◆ **ORIENTAÇÃO**
Por favor, escreva a continuação do artigo de opinião sobre a reeleição presidencial a partir da última frase apresentada.
------ TRECHO FORNECIDO ------
O Estado de S. Paulo.
Favoritos à reeleição aproveitam-se de erros crassos dos constituintes de 1988 e da ditadura dos partidos
Se as pesquisas de opinião estiverem fazendo previsões minimamente razoáveis, é muito provável que a disputa pela Presidência da República levará ao segundo turno a inevitável reeleição do petista Lula da Silva, condenado por corrupção nas instâncias iniciais do Judiciário, ou de seu inimigo preferencial, o capitão-terrorista Jair Bolsonaro. Ambos são caudatários da crença fanática de seguidores e da composição conveniente dos tribunais superiores, que jogaram no lixo inúmeras evidências da existência de uma prática sistêmica da corrupção das gestões sob comando de um partido soit-disant de trabalhadores. E de prosélitos que desconhecem o sentido dicionarizado da palavra mito (mentira) e não dão a mínima para promessas de campanha nunca realizadas pelo outro, como, por exemplo, o fim da reeleição.
------ MATERIAL ------
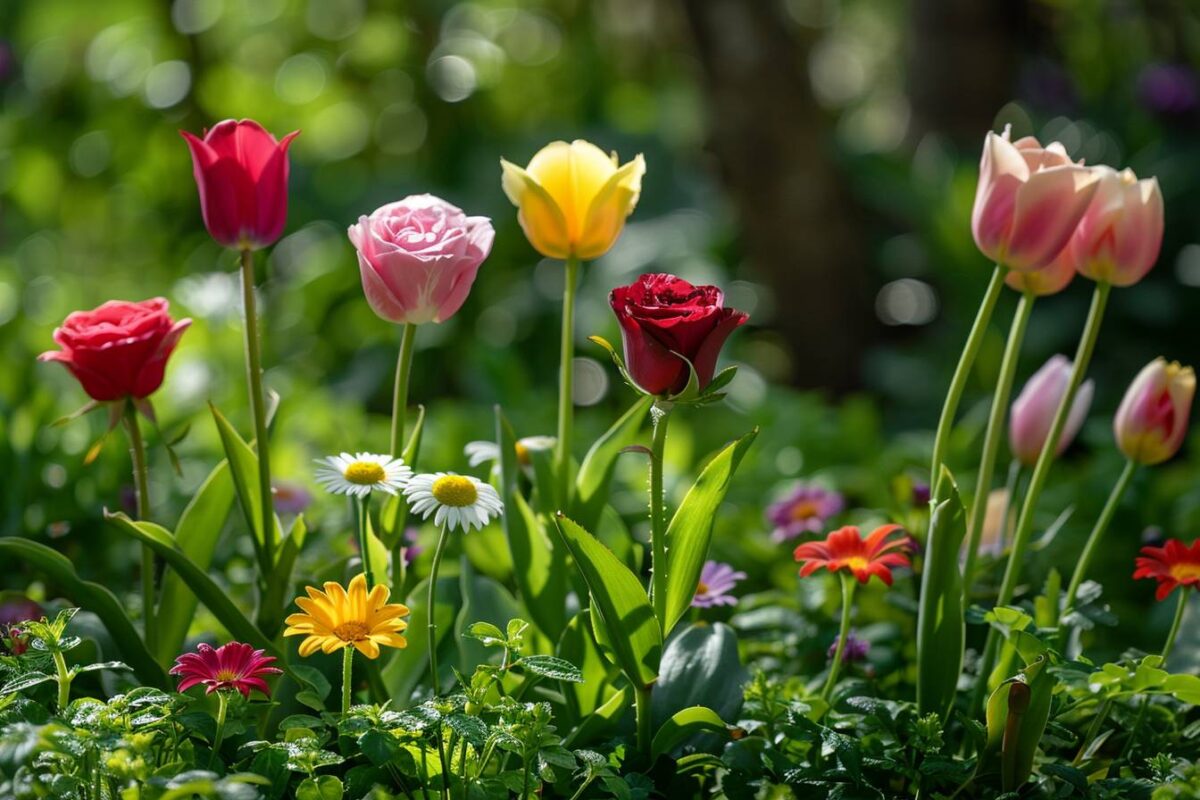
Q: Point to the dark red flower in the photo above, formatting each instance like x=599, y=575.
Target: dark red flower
------
◆ **RESULTADO**
Essa autêntica praga da frágil democracia
praticada no Brasil, a bem da verdade, não decorre da enxundiosa e defeituosa
Carta Magna vigente. Mas da primeira das muitas emendas que lhe foram impostas
para atender a conveniências das duas organizações partidárias que tomaram as
decisões importantes dos últimos anos: a negação do princípio democrático do
rodízio no governo, tão importante quanto os pleitos que escolhem os
mandatários, a duração dos mandatos e a autonomia harmônica dos Poderes da
República. A versão bananeira do mandato executivo de oito anos com um recall
no meio, praticada nos Estados Unidos desde a fundação, tem característica
injustificável de perene permanência no poder: lá o chefe do governo se mantém
no poder uma vez e, depois, se recolhe à necessária aposentadoria. Cá, um
chefão partidário pode se reeleger permanentemente com um quadriênio de
intervalo. Daí a eventualidade de reeleição inexorável no segundo turno da
próxima eleição.
Neste oposto do “país das maravilhas”,
visitado na ficção por Alice, personagem do britânico Lewis Carroll, criouse a
figura, indesejável e extintora da igualdade de oportunidades propiciada pelos
pais fundadores ianques, do presidente perpétuo. O erro, cometido para atender
ao interesse especial de um grupo no poder no segundo mandato pós-constituição
de 1988, condenará a Pátria espoliada ao eterno empobrecimento pela corrupção
consensual, vil e demolidora, que fará desfilar nos palanques de festas cívicas
figuras execráveis de figurões de uma elite bilionária e insensível. Elas se
apropriam de forma criminosa até de conceitos nobres, como a liberdade
individual e de conquistas societárias, denominadas de sociais, na apropriação
até do sentido das palavras, como no domínio do Grande Irmão de George Orwell,
em 1984.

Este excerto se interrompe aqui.